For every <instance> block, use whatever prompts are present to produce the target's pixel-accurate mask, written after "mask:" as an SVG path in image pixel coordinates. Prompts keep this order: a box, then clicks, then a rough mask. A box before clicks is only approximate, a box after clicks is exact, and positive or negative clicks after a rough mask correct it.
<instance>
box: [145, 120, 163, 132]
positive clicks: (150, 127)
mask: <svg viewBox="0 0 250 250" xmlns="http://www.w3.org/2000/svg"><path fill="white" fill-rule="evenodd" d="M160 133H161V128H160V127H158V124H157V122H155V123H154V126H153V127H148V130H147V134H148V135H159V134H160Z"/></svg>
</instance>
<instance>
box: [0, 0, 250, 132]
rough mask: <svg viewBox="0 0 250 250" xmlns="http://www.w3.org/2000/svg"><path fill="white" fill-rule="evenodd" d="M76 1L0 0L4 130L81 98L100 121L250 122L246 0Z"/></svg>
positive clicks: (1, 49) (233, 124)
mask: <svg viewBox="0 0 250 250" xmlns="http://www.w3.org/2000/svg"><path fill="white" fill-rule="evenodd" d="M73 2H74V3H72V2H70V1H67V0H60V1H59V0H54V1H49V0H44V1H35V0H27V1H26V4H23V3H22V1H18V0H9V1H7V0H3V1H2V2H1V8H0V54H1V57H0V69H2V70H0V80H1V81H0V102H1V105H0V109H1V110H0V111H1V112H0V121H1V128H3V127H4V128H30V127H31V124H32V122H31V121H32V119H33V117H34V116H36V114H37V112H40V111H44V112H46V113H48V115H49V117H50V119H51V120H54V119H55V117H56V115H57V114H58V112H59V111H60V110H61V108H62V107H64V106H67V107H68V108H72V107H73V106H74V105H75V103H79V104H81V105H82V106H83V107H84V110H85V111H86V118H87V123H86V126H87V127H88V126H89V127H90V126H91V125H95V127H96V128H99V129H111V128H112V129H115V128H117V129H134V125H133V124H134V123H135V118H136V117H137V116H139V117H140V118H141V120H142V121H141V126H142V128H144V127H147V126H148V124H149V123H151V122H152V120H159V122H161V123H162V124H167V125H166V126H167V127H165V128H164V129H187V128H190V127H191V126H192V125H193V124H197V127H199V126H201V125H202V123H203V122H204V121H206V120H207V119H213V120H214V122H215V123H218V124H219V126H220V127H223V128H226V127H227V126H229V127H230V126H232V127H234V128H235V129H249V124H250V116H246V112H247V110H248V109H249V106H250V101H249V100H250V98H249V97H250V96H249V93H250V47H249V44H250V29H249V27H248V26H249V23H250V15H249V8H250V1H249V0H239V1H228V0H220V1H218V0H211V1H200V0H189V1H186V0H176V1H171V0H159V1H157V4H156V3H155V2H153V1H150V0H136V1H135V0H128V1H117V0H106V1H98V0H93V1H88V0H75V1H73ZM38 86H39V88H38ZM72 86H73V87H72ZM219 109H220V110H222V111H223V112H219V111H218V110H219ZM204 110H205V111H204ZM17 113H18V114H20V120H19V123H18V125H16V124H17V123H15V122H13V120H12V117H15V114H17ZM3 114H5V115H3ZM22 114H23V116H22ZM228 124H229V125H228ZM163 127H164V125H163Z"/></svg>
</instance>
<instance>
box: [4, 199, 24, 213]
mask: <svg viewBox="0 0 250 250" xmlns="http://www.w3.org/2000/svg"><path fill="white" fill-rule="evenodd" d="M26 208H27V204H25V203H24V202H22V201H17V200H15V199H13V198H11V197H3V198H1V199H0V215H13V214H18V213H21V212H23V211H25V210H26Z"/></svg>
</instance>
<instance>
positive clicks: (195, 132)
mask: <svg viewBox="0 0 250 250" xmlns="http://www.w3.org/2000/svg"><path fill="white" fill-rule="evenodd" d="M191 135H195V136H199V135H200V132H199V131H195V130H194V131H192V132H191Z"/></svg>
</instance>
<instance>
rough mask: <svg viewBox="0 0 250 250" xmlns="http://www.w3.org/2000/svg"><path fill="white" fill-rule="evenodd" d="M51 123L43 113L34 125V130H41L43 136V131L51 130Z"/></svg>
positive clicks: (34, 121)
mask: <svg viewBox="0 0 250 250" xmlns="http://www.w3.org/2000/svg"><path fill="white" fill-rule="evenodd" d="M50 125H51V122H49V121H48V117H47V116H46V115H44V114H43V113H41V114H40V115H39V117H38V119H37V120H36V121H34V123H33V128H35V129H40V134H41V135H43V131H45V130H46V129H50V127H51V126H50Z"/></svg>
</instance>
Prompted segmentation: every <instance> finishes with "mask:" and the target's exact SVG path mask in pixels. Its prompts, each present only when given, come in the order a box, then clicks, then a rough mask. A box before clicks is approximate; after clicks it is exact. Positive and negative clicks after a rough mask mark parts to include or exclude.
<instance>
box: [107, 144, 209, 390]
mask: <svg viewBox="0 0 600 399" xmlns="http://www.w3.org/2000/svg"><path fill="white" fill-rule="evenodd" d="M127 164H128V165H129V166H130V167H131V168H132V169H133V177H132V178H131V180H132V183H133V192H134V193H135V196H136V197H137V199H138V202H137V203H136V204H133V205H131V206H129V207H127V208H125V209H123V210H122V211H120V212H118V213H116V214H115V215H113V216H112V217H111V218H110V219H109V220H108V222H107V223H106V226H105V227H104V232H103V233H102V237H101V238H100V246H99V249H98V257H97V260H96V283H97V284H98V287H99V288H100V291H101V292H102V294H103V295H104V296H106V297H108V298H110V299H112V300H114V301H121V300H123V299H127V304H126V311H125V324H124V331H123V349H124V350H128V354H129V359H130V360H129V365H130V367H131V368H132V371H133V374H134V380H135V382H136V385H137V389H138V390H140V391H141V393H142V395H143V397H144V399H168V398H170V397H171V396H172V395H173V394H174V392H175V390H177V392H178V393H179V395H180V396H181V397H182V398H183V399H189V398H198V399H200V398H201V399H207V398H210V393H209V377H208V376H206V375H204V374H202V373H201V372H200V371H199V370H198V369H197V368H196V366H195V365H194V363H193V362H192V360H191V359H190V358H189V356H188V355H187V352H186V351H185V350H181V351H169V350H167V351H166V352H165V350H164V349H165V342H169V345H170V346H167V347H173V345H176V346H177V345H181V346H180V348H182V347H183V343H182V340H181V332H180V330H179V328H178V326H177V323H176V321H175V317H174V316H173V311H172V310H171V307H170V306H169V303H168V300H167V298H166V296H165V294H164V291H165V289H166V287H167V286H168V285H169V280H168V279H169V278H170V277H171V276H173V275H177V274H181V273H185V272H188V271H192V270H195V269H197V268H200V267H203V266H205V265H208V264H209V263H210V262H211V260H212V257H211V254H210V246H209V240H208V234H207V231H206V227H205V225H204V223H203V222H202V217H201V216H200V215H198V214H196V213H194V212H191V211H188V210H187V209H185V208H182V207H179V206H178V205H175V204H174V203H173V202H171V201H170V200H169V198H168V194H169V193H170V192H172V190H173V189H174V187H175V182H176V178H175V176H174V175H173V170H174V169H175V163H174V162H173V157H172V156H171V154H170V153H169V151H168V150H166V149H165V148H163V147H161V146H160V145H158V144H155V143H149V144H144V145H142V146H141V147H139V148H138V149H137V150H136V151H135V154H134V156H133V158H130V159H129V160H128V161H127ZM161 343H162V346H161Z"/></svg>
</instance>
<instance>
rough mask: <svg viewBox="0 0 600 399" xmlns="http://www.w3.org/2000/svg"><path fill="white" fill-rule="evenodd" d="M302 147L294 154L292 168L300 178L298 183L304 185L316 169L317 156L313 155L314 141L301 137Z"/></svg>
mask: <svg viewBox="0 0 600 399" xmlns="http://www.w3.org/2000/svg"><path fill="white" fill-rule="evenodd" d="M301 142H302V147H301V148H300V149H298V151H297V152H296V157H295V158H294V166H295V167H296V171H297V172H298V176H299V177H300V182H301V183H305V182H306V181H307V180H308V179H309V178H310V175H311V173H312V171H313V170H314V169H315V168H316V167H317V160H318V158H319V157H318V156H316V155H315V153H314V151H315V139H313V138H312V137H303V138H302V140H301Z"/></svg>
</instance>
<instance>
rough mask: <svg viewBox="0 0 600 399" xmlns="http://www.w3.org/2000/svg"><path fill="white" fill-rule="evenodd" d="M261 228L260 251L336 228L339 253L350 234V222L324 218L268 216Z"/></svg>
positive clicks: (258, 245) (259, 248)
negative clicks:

◇ ◇ ◇ ◇ ◇ ◇ ◇

#### Activity
Please copy, word for word, every line from the first line of the records through the line containing "1L0 0L4 130L81", with both of those lines included and nothing else.

#### Problem solution
For every <instance> block, use whatever prompts are present to produce the target's pixel-accurate mask, written after "mask:" as an SVG path in image pixel coordinates. Prompts keep this order: a box, then clicks, then a rough mask. A box before clicks is only approximate, a box after clicks is exact, and positive or negative clicks after a rough mask correct it.
<instance>
box: [145, 120, 163, 132]
positive clicks: (150, 127)
mask: <svg viewBox="0 0 250 250" xmlns="http://www.w3.org/2000/svg"><path fill="white" fill-rule="evenodd" d="M160 133H161V128H160V127H158V124H157V122H155V123H154V126H153V127H148V130H147V134H148V135H159V134H160Z"/></svg>
</instance>
<instance>
box: [0, 0, 250, 132]
rough mask: <svg viewBox="0 0 250 250" xmlns="http://www.w3.org/2000/svg"><path fill="white" fill-rule="evenodd" d="M76 1L0 0L4 130L81 98L100 121L250 122L246 0Z"/></svg>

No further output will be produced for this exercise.